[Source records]
_ _ _ _ _

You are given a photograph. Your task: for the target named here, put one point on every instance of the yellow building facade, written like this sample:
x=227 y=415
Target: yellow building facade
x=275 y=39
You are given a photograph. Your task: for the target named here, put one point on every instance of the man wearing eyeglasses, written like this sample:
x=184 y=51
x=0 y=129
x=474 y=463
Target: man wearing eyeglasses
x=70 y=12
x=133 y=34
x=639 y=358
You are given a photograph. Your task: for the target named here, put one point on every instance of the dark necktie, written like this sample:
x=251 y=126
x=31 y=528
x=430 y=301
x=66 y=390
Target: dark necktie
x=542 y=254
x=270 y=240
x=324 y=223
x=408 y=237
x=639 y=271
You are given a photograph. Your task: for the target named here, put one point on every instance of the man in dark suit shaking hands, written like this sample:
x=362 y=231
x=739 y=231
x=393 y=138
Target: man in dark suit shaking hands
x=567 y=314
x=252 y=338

_ _ _ _ _

Write out every line of the source records above as a numbered list, leaving out any blank lines.

1. You are given a photograph. Your task: for the target named here, put one point on every instance of the yellow building facade, written like this sample:
2. x=227 y=415
3. Target: yellow building facade
4. x=275 y=39
5. You are given a photograph. Your task: for the target named here, put one point on every instance of the man wearing eyeglasses, written like this sample:
6. x=184 y=51
7. x=0 y=129
8. x=474 y=463
9. Target: man wearing eyeglasses
10. x=70 y=12
11. x=133 y=34
12. x=639 y=358
13. You are given a photograph. Your task: for the target named here, put one point on every instance of the dark necktie, written like this sample:
14. x=251 y=126
15. x=31 y=528
16. x=430 y=301
17. x=66 y=390
18. Target: dark necktie
19. x=542 y=254
20. x=270 y=240
21. x=324 y=223
22. x=408 y=237
23. x=639 y=271
24. You are given a photograph. Your task: for the target named here, put one point on every instance of the man in dark suit shaking hands, written like this sample:
25. x=362 y=231
26. x=739 y=231
27. x=393 y=138
28. Target: man in dark suit shaking hands
29. x=567 y=314
30. x=252 y=338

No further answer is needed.